◆ PASSAGE PROVIDED ◆

┄┄┄┄┄┄

Stress is responsible for upwards of 90% of all chronic disease. Living in a state of chronic stress primes the body and mind to live in a place of fear as a baseline of normal. While acute stress is healthy and necessary to keep us alive, always on stress will literally kill you in a manner that often degrades quality of life for decades of what should be healthy, vibrant years. Stress, however, is a choice and something that can be addressed once you have awareness of it and take ownership of it. Understanding the connection between stress and pelvic floor health is a key component missing in many doctor’s offices.
The healthcare model of the future will acknowledge that physicians, while an important component of healthcare, are not the end-all-be-all of shifting away from disease management medicine to wellness cultivation healthcare. Incorporating patient empowerment models that encourage individuals to be the executives of their own health and establishing educational structures that impart tools for those who want to feel really good, rather than just numbing pain, will be the cornerstone of true healthcare.

┄┄┄┄┄┄

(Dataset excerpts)
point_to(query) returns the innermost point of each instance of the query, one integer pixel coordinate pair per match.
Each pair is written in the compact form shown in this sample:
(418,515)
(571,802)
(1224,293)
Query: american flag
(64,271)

┄┄┄┄┄┄

◆ TASK DESCRIPTION ◆
Copy the passage on stress and healthcare from "The healthcare model" up to and including "of true healthcare.", swapping "physicians" for "doctors".

◆ COMPLETED TASK ◆
The healthcare model of the future will acknowledge that doctors, while an important component of healthcare, are not the end-all-be-all of shifting away from disease management medicine to wellness cultivation healthcare. Incorporating patient empowerment models that encourage individuals to be the executives of their own health and establishing educational structures that impart tools for those who want to feel really good, rather than just numbing pain, will be the cornerstone of true healthcare.